• Исходный текст:
******
В общем, на какое бы послушание ни назначали Арсения, он трудился там от всего сердца и изо всех сил. Не ограничиваясь тем, куда он был назначен, он с готовностью, не беря в расчёт усталость, спешил помогать братьям, трудившимся на других послушаниях. Его готовность прийти на помощь вскоре стала всем известной, и братья не стеснялись просить его о помощи. Не успевая на своём послушании, какой-нибудь брат просил: «Арсений, окажи любовь, сходи туда-то». Арсений шёл, по дороге его встречал другой брат: «Арсений, окажи любовь, сделай то-то и то-то». Арсений никогда не отказывал, делал всё, о чём его просили, но часто чувствовал, насколько он устал. Как-то раз один из соборных старцев, увидев, что он изнемогает, спросил:

– Что случилось, брат? Выглядишь каким-то расстроенным.

– У нас дома, – ответил Арсений, – на крыльце всегда стояла пара истрёпанных «дежурных калош». Когда кому-то – от мала до велика – надо было выйти во двор, то он надевал «дежурные калоши» и потом оставлял их на прежнем месте. И вот, если я правильно понимаю, в общежитии монаху надо быть для всех и каждого такими калошами.

– Стать «дежурными калошами» ради любви ко Христу… – повторил соборный старец. – Как сам-то думаешь: есть что-нибудь выше этого?

Эти слова окрылили Арсения. Он постоянно вспоминал их и с готовностью продолжал откликаться на любую просьбу братий.
******
[Сохранённые данные]
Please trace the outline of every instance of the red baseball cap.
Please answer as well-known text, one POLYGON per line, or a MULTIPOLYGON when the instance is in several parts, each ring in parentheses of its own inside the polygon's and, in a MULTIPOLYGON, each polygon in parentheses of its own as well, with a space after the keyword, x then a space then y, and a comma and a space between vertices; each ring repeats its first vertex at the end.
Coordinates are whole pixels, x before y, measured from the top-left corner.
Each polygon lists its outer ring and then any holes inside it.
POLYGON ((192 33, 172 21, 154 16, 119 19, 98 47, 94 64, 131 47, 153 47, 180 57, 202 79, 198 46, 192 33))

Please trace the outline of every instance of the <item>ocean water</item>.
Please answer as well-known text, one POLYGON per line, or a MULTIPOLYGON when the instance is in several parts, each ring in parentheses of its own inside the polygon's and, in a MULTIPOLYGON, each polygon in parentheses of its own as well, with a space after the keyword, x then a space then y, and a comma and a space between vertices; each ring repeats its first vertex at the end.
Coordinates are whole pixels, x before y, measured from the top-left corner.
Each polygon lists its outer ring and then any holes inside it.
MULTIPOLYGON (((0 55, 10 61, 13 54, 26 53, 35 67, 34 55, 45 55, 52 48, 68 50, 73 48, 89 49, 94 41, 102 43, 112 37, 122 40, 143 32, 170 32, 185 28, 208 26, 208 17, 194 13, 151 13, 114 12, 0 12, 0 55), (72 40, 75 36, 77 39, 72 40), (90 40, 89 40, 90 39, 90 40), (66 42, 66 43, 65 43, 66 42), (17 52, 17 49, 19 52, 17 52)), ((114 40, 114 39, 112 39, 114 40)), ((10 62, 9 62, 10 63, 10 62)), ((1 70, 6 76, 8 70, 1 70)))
******
• Задания к упражнению:
a - Определите, согласуются ли с текстом об Арсении утверждения (i), (ii) и (iii). На каждое ответьте «да» или «нет» и приведите решающие слова текста дословно. (i) Арсений иногда отказывал братьям в их просьбах. (ii) В доме Арсения «дежурными калошами» пользовались все, от младших до старших. (iii) Слова соборного старца огорчили Арсения.
b - Кто в тексте об Арсении спросил его, что случилось?
c - Подхватите рассказ об Арсении и «дежурных калошах» и напишите его продолжение, начиная сразу после последнего предложения.

• Ответы к заданиям:
a -
(i) Нет: «Арсений никогда не отказывал, делал всё, о чём его просили».
(ii) Да: «Когда кому-то – от мала до велика – надо было выйти во двор».
(iii) Нет: «Эти слова окрылили Арсения».

b - Один из соборных старцев.

c -
Духовные подвиги послушника Арсения

С ещё большей ревностью Арсений относился к своему келейному правилу. Он, хотя и был ещё послушником, взял благословение совершать правило монаха-великосхимника – четыре чётки-трёхсотницы с поясными поклонами и триста земных поклонов. Накануне Причащения Святых Христовых Таин Арсений делал ещё больше земных поклонов и пел при этом наизусть первую песнь Великого покаянного канона и немного из «Феотокария».[115] Помимо Евангелия он читал «Эвергети́н»[116] и поучения преподобного Феодора Студита – эти книги дал ему игумен. Если, читая, Арсений чувствовал, что какая-то мысль или отрывок особо помогут ему в его борьбе, он выписывал прочитанное в тетрадь, чтобы читать, перечитывать и пытаться применить это на деле. Когда выписок становилось много, Арсений переписывал их в другую тетрадь – разделяя по темам. Так прочитанное крепко отпечатывалось в его памяти, и он мог постоянно к этим словам возвращаться в уме, «читая книгу не по бумаге», – как сам он об этом говорил.

Во время богослужений Арсений изо всех сил старался стоять на ногах и не присаживаться в стасидию. Когда у него болели ноги, он приводил на ум Христа, Которого мучили, сжимая Его пречистые ноги в деревянной колоде. Вначале на службах Арсений со вниманием следил за тем, что читается и поётся. Так он выучил богослужебный устав. Позже на службах он то творил умную молитву Иисусову, то углублялся в божественные смыслы тропарей и стихир.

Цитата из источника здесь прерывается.